_Problems to solve:_
A: Copy the film review word for word, from "Anna and the Apocalypse is" to "of the 2010s.".
B: Using the film review, answer these on separate lines:
(i) Who composed the film's music?
(ii) Which actor plays Mr. Savage?
(iii) Where is Anna planning to spend her gap year?
C: For each statement, say whether the film review supports it. Answer yes or no, and quote the words from the review that decide it.
(i) The film was directed by John McPhail and released in 2018.
(ii) The film has 15 musical tracks.
(iii) "Human Voice" takes place in the school gym.

_Document passage:_
========

Anna and the Apocalypse is the kind of movie that sounds like a pitch meeting gone wrong. A Christmas zombie musical set in a Scottish high school, starring a cast of unknowns, based on a short film by a director who died before the feature could be made. On paper, it's a disaster. On screen, it's one of the most inventive genre films of the 2010s.

Directed by John McPhail and released in 2018, the film follows Anna (Ella Hunt), a teenager in the fictional town of Little Haven who is planning a gap year to Australia, much to her widowed father's dismay. Then the dead start walking, and Anna's post-graduation plans become significantly less relevant.

The Cast and Characters of Anna and the Apocalypse

Ella Hunt carries the film. She sings, fights, grieves, and jokes with equal conviction, and the fact that she was relatively unknown at the time makes the performance even more impressive. Anna is not the typical final girl of horror tradition. She's stubborn, sometimes selfish, and genuinely conflicted about her future. Hunt gives her enough texture that the musical numbers feel earned rather than forced.

Malcolm Cumming plays John, Anna's best friend who is hopelessly in love with her and too decent to say so at the wrong moment. Sarah Swire is Steph, a sharp-tongued American exchange student whose activist energy becomes surprisingly useful when civilization collapses. Christopher Leveaux and Marli Siu round out the friend group as Chris and Lisa, a couple whose relationship gets stress-tested by the undead.

The real scene-stealer is Paul Kaye as Mr. Savage, the school's power-hungry headmaster who uses the zombie outbreak as an excuse to build his own little authoritarian kingdom inside the school. Kaye plays him with a theatrical menace that fits perfectly in a musical. His solo number, "Nothing's Gonna Stop Me Now," is the film's darkest and most entertaining sequence. Mark Benton brings quiet warmth as Anna's father Tony, stuck inside the school and separated from his daughter for most of the film.

Songs That Actually Earn Their Place

The music was composed by Roddy Hart and Tommy Reilly, and the soundtrack is stronger than it has any right to be. "Hollywood Ending" opens the film as a full-cast ensemble number that establishes the small-town setting and teenage restlessness. "Turning My Life Around" is the film's most clever sequence: Anna and John walk to school singing an upbeat pop number about fresh starts while zombies shuffle past them unnoticed in the background. It's funny, perfectly staged, and sets the tone for everything that follows.

"It's That Time of Year" is a cheerful Christmas pop song performed by Marli Siu that could genuinely pass as a real holiday radio single. "Soldier at War" gives Ben Wiggins a surprisingly earnest ballad. And "Human Voice," a group number in the school library, hits a note of genuine emotion that the film earns through 45 minutes of careful character work.

Not every song lands with equal force. The film has 13 musical tracks, and a few feel like they exist because the genre demands a number at that point in the story rather than because the scene needs one. But the hit rate is high enough that the soundtrack works as a standalone listen.

Is Anna and the Apocalypse a Christmas Movie?

It is. The entire film takes place in the days leading up to Christmas. The school is rehearsing for a Christmas show. Decorations hang from every surface. "It's That Time of Year" is explicitly a Christmas pop song. The zombie outbreak happens on Christmas, and the contrast between holiday cheer and undead horror is not just set dressing. It's the whole point.

========

_The data:_
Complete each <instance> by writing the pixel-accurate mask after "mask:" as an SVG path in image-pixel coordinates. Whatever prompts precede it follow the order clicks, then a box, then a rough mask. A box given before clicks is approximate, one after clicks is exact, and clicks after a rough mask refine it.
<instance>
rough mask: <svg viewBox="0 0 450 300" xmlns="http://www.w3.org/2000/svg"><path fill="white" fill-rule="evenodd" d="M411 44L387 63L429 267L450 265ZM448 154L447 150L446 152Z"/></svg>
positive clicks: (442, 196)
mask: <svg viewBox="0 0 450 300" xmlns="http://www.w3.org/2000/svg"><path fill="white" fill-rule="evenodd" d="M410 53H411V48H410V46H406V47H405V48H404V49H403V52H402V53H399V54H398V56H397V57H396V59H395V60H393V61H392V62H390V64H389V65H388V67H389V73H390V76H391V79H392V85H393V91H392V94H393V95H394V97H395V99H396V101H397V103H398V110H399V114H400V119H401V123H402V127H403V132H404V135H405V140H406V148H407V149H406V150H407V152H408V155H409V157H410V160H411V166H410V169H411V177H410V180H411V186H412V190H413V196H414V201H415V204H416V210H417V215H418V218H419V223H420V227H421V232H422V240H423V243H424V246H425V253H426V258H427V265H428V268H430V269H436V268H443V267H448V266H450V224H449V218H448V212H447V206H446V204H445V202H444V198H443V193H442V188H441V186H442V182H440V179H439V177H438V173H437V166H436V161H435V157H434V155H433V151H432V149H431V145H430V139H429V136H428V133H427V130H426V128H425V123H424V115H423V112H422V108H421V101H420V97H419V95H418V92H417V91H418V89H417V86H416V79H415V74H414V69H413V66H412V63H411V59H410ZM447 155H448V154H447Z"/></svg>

========

_Answers for this exercise:_
A:
Anna and the Apocalypse is the kind of movie that sounds like a pitch meeting gone wrong. A Christmas zombie musical set in a Scottish high school, starring a cast of unknowns, based on a short film by a director who died before the feature could be made. On paper, it's a disaster. On screen, it's one of the most inventive genre films of the 2010s.

B:
(i) Roddy Hart and Tommy Reilly
(ii) Paul Kaye
(iii) Australia

C:
(i) Yes: "Directed by John McPhail and released in 2018"
(ii) No: "The film has 13 musical tracks"
(iii) No: "a group number in the school library"